BEGIN Excerpt provided

The difference between per-request tokens and per-bundle
tokens would be
that the side input can only change after a bundle completes
vs. during
the bundle. Side inputs are always fuzzy in that regard
because there is
no precise instance where side inputs are atomically updated,
other than
the assumption that they eventually will be updated. In that
regard
per-bundle tokens for side input seem to be fine.
All of the above is not an issue for user state, as its cache
can remain
valid for the lifetime of a Runner<=>SDK Harness connection.
A simple
solution would be to not cache side input because there are
many cases
where the caching just adds additional overhead. However, I
can also
imagine cases where side input is valid forever and caching
would be
very beneficial.
For the first version I want to focus on user state because
that's where
I see the most benefit for caching. I don't see a problem
though for the
Runner to detect new side input and reflect that in the cache
tokens
supplied for a new bundle.
-Max
On 26.08.19 22:27, Lukasz Cwik wrote:
> Your summary below makes sense to me. I can see that
recovery from
> rolling back doesn't need to be a priority and simplifies
the solution
> for user state caching down to one token.
>
> Providing cache tokens upfront does require the Runner to
know what
> "version" of everything it may supply to the SDK upfront
(instead of on
> request) which would mean that the Runner may need to have
a mapping
> from cache token to internal version identifier for things
like side
> inputs which are typically broadcast. The Runner would also
need to poll
> to see if the side input has changed in the background to
not block
> processing bundles with "stale" side input data.
>
> Ping me once you have the Runner PR updated and I'll take a
look again.
>
> On Mon, Aug 26, 2019 at 12:20 PM Maximilian Michels
<m...@apache.org <mailto:m...@apache.org>
> <mailto:m...@apache.org <mailto:m...@apache.org>>> wrote:
>
> Thank you for the summary Luke. I really appreciate the
effort you put
> into this!

END Excerpt provided
BEGIN Items

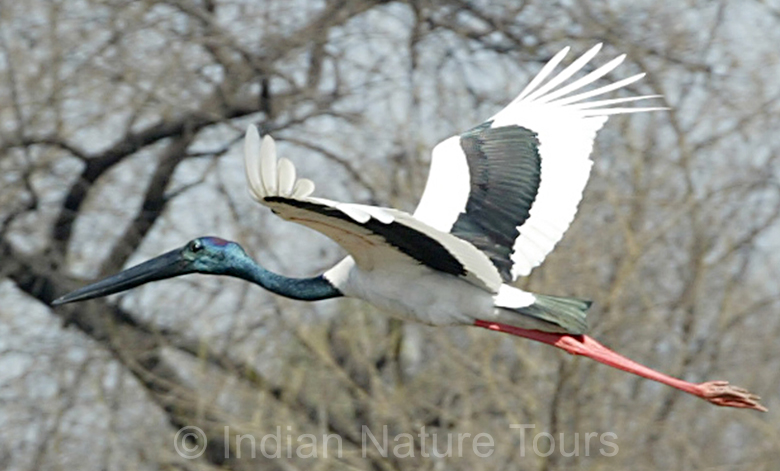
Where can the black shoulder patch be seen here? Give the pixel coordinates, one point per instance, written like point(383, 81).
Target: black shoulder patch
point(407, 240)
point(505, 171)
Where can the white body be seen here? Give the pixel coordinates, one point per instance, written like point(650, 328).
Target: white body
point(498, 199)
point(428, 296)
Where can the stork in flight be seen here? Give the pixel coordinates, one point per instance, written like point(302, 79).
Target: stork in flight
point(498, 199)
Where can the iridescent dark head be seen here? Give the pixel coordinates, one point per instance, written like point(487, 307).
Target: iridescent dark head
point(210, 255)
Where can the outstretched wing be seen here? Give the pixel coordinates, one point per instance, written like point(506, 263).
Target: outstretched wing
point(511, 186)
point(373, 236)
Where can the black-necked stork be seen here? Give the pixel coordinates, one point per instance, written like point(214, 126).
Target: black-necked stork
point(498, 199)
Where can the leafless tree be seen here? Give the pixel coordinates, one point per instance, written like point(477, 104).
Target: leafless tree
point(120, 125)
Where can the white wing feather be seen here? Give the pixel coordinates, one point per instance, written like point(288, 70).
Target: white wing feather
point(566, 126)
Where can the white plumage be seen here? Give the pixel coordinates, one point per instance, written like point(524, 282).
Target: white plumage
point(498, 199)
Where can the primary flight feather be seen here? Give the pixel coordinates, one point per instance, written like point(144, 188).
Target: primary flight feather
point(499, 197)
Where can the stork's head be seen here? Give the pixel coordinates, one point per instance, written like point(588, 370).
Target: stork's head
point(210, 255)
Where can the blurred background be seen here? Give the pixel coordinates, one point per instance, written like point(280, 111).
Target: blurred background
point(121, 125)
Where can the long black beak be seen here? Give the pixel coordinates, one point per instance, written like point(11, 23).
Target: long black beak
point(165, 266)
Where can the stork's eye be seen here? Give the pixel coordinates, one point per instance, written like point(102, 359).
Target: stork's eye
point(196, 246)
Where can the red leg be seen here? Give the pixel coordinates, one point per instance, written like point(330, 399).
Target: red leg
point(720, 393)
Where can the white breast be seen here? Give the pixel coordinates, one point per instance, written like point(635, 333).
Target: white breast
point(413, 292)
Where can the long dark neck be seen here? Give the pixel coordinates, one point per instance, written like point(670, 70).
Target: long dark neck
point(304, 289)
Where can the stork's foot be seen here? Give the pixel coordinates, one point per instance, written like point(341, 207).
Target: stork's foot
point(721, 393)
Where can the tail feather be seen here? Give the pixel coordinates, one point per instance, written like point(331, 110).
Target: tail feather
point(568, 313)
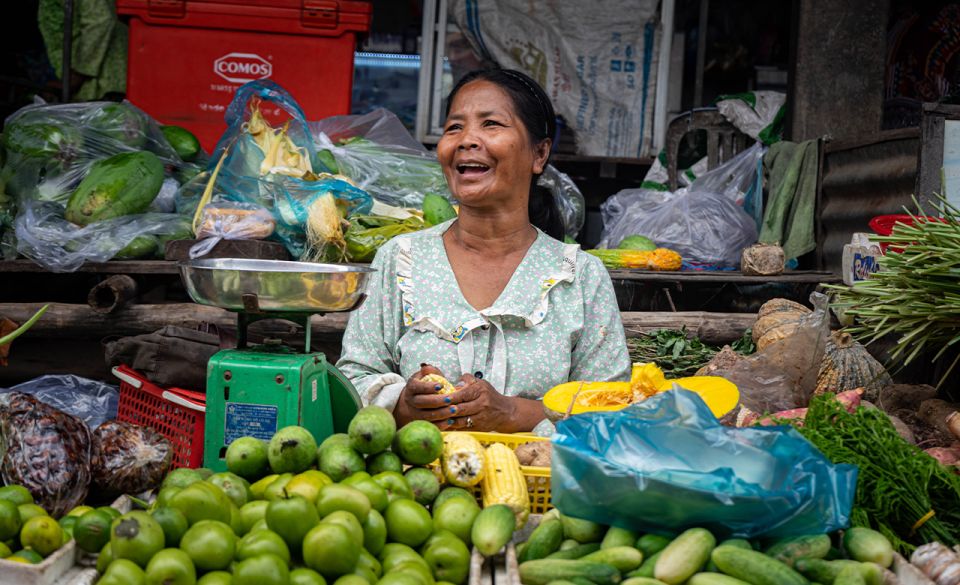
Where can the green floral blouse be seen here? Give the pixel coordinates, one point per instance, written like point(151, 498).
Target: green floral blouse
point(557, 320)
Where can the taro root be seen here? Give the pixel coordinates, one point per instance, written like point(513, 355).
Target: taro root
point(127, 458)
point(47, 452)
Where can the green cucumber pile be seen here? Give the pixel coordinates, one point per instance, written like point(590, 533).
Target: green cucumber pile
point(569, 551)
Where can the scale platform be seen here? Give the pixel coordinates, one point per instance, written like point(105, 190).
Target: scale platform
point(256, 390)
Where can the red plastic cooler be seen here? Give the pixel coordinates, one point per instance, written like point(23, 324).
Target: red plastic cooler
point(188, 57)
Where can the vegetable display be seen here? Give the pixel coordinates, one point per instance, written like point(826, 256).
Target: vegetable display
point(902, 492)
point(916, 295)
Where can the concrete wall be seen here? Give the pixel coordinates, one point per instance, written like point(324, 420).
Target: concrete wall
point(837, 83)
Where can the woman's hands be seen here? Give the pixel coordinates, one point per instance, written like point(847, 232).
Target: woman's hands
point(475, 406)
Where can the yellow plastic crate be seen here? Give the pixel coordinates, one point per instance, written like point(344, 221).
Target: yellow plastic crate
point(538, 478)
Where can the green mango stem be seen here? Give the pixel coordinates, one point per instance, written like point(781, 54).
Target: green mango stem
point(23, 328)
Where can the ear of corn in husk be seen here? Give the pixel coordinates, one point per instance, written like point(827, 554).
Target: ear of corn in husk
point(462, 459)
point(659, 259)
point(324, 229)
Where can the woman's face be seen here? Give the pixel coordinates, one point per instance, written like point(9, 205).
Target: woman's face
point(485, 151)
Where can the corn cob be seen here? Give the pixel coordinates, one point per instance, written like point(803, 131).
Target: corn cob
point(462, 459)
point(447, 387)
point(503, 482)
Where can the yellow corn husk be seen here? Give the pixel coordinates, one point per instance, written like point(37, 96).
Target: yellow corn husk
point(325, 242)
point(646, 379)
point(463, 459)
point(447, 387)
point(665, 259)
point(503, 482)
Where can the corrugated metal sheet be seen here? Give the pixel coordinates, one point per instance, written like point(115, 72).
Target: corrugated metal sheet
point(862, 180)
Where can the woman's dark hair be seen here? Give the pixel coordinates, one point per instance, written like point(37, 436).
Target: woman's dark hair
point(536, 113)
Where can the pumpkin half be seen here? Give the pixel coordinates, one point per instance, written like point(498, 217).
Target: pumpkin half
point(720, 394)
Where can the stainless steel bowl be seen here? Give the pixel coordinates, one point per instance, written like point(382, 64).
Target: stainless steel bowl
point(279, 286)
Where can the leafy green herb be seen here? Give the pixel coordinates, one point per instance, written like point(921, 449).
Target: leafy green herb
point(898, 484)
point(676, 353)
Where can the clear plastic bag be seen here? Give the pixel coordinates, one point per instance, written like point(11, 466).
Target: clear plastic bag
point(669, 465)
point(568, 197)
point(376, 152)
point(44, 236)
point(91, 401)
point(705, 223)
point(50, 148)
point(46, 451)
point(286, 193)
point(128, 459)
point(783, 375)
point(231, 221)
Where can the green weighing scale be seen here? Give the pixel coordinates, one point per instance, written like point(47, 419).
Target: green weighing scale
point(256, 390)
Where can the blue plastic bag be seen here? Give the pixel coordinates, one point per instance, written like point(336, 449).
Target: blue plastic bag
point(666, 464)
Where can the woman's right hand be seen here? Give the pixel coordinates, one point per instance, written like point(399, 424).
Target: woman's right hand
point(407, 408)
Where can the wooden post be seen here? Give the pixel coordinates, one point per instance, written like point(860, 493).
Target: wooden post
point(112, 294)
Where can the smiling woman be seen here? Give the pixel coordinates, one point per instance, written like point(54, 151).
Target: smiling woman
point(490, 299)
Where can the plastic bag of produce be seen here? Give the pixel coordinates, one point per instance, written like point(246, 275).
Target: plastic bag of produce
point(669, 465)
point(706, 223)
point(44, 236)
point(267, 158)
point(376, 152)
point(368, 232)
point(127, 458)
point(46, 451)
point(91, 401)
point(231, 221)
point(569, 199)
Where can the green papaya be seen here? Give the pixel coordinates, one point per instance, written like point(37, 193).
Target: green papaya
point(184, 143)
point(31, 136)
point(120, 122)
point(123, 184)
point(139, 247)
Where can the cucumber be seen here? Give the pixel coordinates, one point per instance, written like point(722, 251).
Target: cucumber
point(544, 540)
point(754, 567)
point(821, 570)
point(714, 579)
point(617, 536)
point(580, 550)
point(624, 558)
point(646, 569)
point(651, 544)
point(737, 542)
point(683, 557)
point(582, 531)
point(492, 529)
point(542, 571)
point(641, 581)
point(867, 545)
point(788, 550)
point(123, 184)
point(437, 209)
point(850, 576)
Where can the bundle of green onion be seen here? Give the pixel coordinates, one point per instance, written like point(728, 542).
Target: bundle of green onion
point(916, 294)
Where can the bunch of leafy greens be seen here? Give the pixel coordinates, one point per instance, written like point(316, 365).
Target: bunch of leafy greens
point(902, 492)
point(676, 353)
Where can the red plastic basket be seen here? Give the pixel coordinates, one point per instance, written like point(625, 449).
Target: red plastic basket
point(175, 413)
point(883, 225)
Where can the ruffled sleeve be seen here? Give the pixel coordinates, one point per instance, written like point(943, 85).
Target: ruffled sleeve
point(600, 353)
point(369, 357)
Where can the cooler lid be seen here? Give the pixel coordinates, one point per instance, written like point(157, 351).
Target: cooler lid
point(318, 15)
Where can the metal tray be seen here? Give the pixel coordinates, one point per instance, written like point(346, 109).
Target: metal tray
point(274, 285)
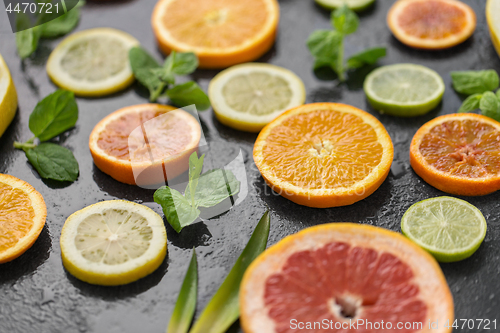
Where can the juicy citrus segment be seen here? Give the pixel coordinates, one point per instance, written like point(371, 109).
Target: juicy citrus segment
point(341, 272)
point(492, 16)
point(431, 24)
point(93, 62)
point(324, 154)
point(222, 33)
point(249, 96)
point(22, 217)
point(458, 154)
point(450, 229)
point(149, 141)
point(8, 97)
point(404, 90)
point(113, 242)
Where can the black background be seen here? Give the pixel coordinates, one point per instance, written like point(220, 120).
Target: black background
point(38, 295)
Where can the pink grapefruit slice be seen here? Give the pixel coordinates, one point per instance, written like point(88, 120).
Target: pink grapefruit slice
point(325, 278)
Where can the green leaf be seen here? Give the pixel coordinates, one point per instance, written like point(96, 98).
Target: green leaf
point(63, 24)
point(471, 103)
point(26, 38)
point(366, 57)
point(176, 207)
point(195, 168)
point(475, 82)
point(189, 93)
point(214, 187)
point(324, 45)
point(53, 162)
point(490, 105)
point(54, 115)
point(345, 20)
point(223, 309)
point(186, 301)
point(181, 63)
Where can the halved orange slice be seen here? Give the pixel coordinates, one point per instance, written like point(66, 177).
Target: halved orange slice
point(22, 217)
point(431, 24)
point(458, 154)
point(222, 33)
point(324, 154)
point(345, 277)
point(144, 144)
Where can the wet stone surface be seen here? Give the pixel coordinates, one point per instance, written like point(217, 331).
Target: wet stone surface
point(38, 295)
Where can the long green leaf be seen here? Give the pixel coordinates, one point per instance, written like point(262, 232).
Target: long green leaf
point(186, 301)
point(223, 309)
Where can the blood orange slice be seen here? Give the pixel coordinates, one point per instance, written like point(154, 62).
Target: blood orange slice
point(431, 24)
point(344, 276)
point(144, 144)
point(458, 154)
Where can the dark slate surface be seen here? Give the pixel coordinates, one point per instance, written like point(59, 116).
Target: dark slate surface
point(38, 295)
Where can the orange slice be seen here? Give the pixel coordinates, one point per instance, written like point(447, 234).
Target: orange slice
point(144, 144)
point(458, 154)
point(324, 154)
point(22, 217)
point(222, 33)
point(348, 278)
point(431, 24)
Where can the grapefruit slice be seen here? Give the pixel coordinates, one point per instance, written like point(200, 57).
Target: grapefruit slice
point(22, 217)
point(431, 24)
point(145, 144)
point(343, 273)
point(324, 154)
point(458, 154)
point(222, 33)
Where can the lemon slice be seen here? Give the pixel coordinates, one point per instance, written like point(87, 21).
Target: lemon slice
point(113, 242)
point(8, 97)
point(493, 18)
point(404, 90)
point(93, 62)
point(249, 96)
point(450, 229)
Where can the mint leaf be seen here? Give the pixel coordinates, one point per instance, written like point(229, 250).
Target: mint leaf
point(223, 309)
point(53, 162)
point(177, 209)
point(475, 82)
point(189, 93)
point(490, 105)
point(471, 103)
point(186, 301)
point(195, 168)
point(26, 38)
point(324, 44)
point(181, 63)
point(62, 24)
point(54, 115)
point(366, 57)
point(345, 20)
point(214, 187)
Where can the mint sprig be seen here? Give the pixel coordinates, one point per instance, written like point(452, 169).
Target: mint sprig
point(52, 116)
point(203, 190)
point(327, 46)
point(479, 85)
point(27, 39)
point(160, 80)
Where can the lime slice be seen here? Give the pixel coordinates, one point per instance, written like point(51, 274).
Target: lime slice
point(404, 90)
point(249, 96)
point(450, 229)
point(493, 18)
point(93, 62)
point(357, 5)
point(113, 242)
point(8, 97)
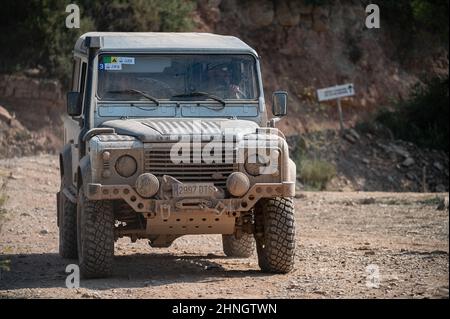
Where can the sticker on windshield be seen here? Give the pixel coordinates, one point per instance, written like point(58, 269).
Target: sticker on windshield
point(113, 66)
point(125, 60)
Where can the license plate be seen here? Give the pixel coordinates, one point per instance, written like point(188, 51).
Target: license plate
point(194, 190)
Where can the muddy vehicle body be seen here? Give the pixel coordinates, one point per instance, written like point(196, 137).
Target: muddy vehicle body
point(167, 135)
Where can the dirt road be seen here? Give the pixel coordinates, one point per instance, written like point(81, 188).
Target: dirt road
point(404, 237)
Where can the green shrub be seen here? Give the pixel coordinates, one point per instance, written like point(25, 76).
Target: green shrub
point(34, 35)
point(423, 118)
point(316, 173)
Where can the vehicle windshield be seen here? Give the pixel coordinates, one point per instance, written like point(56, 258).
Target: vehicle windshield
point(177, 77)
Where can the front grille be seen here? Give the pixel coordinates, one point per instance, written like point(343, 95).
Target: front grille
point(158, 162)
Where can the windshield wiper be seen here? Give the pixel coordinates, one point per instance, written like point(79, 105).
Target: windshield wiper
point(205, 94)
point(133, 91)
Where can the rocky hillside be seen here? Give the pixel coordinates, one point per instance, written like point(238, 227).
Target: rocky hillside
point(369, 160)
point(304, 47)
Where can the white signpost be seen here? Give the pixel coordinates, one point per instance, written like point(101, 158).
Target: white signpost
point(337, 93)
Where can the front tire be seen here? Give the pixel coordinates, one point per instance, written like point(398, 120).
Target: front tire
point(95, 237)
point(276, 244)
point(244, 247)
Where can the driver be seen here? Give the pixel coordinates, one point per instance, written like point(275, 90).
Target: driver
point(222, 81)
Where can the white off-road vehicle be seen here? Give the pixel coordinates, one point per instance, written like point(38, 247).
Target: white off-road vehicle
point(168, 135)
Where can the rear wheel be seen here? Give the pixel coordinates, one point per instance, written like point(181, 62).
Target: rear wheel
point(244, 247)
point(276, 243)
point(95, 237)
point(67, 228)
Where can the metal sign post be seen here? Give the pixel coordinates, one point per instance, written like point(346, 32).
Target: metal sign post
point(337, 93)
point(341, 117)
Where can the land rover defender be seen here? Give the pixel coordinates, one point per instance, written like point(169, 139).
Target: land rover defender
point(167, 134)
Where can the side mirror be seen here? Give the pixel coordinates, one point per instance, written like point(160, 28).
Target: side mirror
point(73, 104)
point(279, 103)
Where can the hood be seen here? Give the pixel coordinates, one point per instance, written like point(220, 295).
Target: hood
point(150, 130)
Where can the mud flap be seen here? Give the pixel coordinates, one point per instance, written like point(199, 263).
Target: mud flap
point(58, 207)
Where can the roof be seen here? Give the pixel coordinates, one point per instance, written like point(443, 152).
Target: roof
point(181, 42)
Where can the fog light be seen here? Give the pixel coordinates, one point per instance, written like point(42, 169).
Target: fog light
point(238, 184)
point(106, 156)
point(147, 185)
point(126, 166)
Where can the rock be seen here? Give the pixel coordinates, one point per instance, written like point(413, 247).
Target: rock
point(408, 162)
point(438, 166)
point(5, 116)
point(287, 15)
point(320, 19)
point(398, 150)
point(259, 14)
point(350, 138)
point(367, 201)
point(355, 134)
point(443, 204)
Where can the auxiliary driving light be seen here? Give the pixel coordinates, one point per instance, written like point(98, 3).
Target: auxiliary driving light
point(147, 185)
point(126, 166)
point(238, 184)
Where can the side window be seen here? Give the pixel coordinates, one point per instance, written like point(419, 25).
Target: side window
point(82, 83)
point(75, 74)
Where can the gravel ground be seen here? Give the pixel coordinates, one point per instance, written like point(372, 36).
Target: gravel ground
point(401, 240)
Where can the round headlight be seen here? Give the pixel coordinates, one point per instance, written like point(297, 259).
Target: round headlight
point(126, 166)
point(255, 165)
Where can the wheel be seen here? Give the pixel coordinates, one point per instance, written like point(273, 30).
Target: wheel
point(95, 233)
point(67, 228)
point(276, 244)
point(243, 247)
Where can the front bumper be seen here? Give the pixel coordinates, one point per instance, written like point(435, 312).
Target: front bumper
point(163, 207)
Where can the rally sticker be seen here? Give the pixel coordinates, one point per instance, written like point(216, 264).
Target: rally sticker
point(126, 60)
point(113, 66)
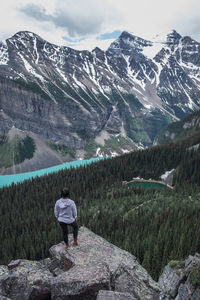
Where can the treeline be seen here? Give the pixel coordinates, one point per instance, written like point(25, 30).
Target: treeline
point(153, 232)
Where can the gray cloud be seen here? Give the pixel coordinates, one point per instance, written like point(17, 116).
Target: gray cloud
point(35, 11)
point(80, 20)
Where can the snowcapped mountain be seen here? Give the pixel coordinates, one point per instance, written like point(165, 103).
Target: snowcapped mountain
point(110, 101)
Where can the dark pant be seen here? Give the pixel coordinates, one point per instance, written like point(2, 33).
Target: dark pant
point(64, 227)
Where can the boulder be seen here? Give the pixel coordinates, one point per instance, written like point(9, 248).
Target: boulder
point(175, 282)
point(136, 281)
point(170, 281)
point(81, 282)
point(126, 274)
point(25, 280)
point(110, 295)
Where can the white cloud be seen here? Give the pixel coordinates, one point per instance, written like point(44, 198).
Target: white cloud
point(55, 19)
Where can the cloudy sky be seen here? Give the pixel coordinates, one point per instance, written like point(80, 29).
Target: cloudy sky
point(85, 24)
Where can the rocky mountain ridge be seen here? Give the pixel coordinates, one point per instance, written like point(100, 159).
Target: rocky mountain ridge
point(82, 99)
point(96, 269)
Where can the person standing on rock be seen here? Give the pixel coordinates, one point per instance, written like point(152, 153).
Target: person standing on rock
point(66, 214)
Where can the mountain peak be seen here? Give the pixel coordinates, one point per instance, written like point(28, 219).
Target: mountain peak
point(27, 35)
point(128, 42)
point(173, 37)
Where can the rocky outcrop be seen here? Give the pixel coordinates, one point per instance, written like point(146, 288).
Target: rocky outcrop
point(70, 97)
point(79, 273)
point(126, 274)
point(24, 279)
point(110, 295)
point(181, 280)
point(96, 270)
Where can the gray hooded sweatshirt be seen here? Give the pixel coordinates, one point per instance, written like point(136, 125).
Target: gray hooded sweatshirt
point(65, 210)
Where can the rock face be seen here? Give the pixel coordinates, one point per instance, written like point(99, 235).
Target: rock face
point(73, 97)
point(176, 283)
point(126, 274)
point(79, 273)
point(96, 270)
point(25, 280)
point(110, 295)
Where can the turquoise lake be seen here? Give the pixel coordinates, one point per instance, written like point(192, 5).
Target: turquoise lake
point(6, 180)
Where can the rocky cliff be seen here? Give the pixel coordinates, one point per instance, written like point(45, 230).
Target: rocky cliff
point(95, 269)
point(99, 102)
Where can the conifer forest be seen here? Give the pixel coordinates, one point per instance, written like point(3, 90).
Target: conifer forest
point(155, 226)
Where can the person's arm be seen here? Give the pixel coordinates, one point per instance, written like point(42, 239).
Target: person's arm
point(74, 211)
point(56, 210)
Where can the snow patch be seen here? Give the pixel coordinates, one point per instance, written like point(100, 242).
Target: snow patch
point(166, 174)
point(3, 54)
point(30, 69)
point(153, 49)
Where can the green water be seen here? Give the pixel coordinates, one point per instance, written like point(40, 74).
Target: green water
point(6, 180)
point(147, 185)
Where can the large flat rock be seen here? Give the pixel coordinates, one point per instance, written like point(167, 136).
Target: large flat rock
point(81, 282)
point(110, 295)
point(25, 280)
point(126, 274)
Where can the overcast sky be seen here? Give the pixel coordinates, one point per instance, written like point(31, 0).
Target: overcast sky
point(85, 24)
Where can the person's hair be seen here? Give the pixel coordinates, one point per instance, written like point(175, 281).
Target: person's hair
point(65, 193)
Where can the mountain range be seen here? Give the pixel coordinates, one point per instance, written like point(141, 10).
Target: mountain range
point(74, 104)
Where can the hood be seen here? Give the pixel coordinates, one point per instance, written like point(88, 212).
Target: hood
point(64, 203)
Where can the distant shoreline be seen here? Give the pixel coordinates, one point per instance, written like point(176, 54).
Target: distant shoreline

END Items

To-do list:
1 - Answer these questions from the cache token thread:
(a) For how long can the cache for user state remain valid?
(b) What does Max want to focus on for the first version?
(c) According to Lukasz, what would the Runner need to poll for in the background?
2 - For each statement, say whether it agrees with the cache token thread. Give yes or no and quote the deciding words.
(a) With per-bundle tokens, side input can change only after a bundle completes.
(b) Lukasz treats recovery from rolling back as a top priority.
(c) Max holds that caching side input is never worthwhile.
3 - Resume the cache token thread from its final sentence onward.
The entries have nothing to do with the cache token thread.

Responses to the exercise:
1 -
(a) For the lifetime of a Runner<=>SDK Harness connection.
(b) User state.
(c) Whether the side input has changed.

2 -
(a) Yes: "that the side input can only change after a bundle completes"
(b) No: "rolling back doesn't need to be a priority"
(c) No: "imagine cases where side input is valid forever"

3 -
>
> > Based upon your discussion you seem to want option #1
>
> I'm actually for option #2. The option to
cache/invalidate side inputs
> is important, and we should incorporate this in the
design. That's why
> option #1 is not flexible enough. However, a first
implementation could
> defer caching of side inputs.
>
> Option #3 was my initial thinking and the first version
of the PR, but I
> think we agreed that there wouldn't be much gain from
keeping a cache
> token per state id.
>
> Option #4 is what is specifically documented in the
reference doc and
> already part of the Proto, where valid tokens are
provided for each new
> bundle and also as part of the response of a
get/put/clear. We mentioned
> that the reply does not have to be waited on
synchronously (I mentioned
> it even), but it complicates the implementation. The
idea Thomas and I
> expressed was that a response is not even necessary if
we assume
> validity of the upfront provided cache tokens for the
lifetime of a
> bundle and that cache tokens will be invalidated as
soon as the Runner
> fails in any way. This is naturally the case for Flink
because it will
> simply "forget" its current cache tokens.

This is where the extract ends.